───── TEXT SEGMENT
That deep appreciation for archery is clear in the region and lives in every home. It’s also demonstrated in cultural ceremonies at birth and death, and represents ideas bigger than individuals.
“When a boy is born, a naming ceremony known as ‘ka jer ka thoh’ involves placing a bow and three arrows before the baby, indicating his role as a warrior and protector,” Kharmawphlang said. “The first arrow signifies his land, the second his clan and the third himself. Upon his death, the same bow is placed by the body. The weapon is preserved safely inside his home since his birth, while the arrows are shot into the sky to accompany his soul to the heavens.”
Archery is the national sport in Bhutan, which has sent archers to the Olympics since 1984. Bhutanese archers have yet to win a medal, and practice with both traditional bows made of bamboo and compound bows from the United States. Although some of the bows are traditional, the competitions are not.
Bhutanese archery exhibitions are more celebrations than competitions. The games mainly showcase the Bhutanese culture and way of life. The archers can drink before shooting, but when significant numbers of spectators are present, managers try to limit the archers’ alcohol intake for safety reasons. By starting the games with an indulgent theme, the Bhutanese make the games more celebratory.
The fun doesn’t stop there. The camaraderie continues in the actual game. “Each team usually has their own group of dancers and singers,” reports DW News Asia. “They serve not only to cheer for the team, but to distract their opponents through songs and dances; by standing around the target and making fun of the shooter’s ability. Every time a target is hit, a kind of howling can be heard.”
These tournaments stress celebration, but not everyone is represented at the shooting line. Women have represented Bhutan at the Olympics, but they’re excluded from shooting in these traditional competitions at home. Olympic archer Dorji Dema wants to fix that. She plans to create an all-female team to compete next year. She has won countless medals and awards in international competitions, and wants to show the world that archery is for everyone.
Dema also competed at the Olympics while pregnant, and felt strong despite bouts of morning sickness. “Although the baby makes you physically weaker, your mind is stronger,” Dema told the BBC. “And the stronger your mind is, the less you shake.”
Bows and arrows symbolize various things in Turkish and Islamic culture. In the past, they were mostly symbols of power. When rulers corresponded with each other, they delivered messages wrapped around an arrow. In addition, Turkish people often walked around with bows and arrows at all times. Arrows also symbolized friendship. Because arrows were considered powerful, gifting one showed that you trusted the person not to harm you with it.
──────────
───── SOURCE DATA
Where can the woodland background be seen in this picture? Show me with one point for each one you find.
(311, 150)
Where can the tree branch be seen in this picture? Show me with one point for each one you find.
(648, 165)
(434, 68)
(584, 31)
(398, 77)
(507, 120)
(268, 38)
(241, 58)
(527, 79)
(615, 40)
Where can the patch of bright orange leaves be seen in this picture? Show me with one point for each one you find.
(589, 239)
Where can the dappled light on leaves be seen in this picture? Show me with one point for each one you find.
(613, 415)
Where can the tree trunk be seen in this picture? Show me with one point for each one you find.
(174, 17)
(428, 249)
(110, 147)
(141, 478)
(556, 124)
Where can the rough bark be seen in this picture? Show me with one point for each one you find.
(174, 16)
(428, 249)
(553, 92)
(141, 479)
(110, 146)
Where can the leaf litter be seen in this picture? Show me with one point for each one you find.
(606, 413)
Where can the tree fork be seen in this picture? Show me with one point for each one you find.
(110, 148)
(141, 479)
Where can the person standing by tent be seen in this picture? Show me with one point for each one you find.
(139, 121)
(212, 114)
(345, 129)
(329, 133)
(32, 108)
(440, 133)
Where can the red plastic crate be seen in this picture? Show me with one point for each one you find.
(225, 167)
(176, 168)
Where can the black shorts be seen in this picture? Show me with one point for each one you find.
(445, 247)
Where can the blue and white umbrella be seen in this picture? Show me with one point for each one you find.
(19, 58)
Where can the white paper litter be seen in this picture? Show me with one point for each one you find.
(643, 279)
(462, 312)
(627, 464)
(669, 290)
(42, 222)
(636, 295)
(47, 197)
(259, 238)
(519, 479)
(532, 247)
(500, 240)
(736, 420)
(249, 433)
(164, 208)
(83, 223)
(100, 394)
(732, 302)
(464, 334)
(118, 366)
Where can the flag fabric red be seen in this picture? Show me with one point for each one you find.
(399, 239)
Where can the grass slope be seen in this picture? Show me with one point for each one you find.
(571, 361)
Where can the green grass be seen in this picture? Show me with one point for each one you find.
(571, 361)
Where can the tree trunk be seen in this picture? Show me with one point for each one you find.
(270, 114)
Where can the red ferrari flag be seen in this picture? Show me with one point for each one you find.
──────────
## TASK 1
In the archery text, list what each of the three arrows signifies in the naming ceremony for a newborn boy.
## TASK 2
According to the archery text, since what year has Bhutan sent archers to the Olympics?
## TASK 3
Return the part of the archery text from "Bhutanese archery exhibitions" to "games more celebratory.", copied without changes.

## REPLY 1
The first arrow signifies his land, the second his clan and the third himself.

## REPLY 2
Since 1984.

## REPLY 3
Bhutanese archery exhibitions are more celebrations than competitions. The games mainly showcase the Bhutanese culture and way of life. The archers can drink before shooting, but when significant numbers of spectators are present, managers try to limit the archers’ alcohol intake for safety reasons. By starting the games with an indulgent theme, the Bhutanese make the games more celebratory.